• _WHAT IS EXPECTED_
Can you return every one of the lines below word for word, with nothing changed?

----

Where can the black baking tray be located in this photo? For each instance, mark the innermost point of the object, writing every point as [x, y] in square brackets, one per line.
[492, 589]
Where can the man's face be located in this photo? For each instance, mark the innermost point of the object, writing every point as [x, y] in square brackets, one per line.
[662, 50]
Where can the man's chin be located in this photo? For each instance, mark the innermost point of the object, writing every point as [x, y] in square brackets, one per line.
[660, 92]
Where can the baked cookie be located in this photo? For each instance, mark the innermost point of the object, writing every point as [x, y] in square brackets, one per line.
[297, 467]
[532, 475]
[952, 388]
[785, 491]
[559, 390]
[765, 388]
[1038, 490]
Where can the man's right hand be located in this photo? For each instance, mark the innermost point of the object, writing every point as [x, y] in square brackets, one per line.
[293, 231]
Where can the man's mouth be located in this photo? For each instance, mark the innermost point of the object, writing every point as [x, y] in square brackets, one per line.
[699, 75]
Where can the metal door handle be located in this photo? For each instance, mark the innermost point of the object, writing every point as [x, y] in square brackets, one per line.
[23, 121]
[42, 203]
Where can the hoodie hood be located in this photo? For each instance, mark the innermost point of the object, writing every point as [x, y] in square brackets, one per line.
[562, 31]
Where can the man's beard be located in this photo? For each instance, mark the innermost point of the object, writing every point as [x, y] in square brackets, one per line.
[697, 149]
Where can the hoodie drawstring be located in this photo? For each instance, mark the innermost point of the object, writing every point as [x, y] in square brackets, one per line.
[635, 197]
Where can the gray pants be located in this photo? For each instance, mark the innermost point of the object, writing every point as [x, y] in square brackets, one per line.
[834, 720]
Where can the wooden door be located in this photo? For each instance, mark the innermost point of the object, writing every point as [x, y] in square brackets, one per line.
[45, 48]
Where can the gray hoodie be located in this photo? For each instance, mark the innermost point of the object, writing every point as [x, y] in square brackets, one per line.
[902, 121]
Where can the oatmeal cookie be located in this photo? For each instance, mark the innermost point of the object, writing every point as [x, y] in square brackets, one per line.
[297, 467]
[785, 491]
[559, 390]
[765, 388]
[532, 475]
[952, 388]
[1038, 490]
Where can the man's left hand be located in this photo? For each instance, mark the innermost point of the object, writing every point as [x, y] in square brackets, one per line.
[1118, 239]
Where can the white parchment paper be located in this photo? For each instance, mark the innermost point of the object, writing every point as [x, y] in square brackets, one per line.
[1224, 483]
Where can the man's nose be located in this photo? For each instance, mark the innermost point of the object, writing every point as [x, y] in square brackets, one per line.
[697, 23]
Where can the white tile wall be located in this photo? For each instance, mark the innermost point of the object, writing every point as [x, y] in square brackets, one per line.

----

• _PROBLEM SOLUTION_
Where can the black baking tray be located in this photo? For each instance, mark the innermost point of the object, writing every point as [x, y] in square brackets, one per line.
[492, 589]
Where can the man's face be located in this photo? For each instance, mark the innermost point of the object, writing every point as [x, y] in square brackets, one per line.
[662, 50]
Where can the man's chin be located in this photo? For each instance, mark the innermost point of the object, writing every point as [x, y] in square brackets, one per line.
[660, 92]
Where can the baked cookie be located in this photo? For each instance, mark the innermost point of the object, writing every point as [x, y] in square brackets, one per line.
[297, 467]
[532, 475]
[952, 388]
[785, 491]
[559, 390]
[765, 388]
[1038, 490]
Where can the man's right hand be located in this photo? For each instance, mark the innermost point of the object, writing every point as [x, y] in square brackets, one per line.
[293, 231]
Where can the man's mouth be located in this photo? For each instance, mark the innermost point of the object, writing every point as [x, y] in square brackets, one per line.
[699, 75]
Where can the metal door handle be located in this photo? For each instance, mark the innermost point of the object, writing every point as [x, y] in square brackets, one per line.
[23, 121]
[42, 203]
Where can the hoodie hood be located in this photo? For each instance, mark the innermost point of the object, writing every point as [x, y] in square brackets, one per line.
[562, 31]
Where can the man's beard be located in this photo? For each instance, mark the innermost point of the object, writing every point as [x, y] in square brackets, one per line.
[697, 149]
Where can the hoodie drawstring be located in this photo? For each instance, mark the innermost point of the object, writing every point as [x, y] in square brackets, one per line.
[635, 197]
Where can the gray pants be located in this photo? For each instance, mark the innermost point of the object, writing every point as [x, y] in square brackets, one per line.
[834, 720]
Where can the wooden door be located in this photo? For each instance, mark the innermost point of the object, writing every point as [x, y] in square brackets, one per line.
[45, 48]
Where can the gray hoodie be located in this photo? For each instance, mark the innermost point of the object, writing every point as [x, y] in square brackets, one per line.
[902, 121]
Where can the oatmeal cookie be located in this photo? For each instance, mark the innermost point of the object, writing every point as [x, y] in square brackets, one per line.
[297, 467]
[785, 491]
[559, 390]
[765, 388]
[532, 475]
[952, 388]
[1038, 490]
Where can the man's left hand be located in this photo? For each instance, mark the innermost point of the object, writing every point as [x, y] in square brackets, one per line.
[1118, 239]
Where can the white parchment paper be located in this photo? For each instance, mark the innermost point of the object, writing every point as [x, y] in square brackets, one per line.
[1224, 483]
Where can the man's nose be located in this photo? For each instance, mark the innermost point of the object, writing every point as [x, y] in square brackets, one per line.
[697, 23]
Where can the white tile wall be located in this photo? For each instance, mark the innermost point of the object, writing every point as [x, y] in square brackets, one per line.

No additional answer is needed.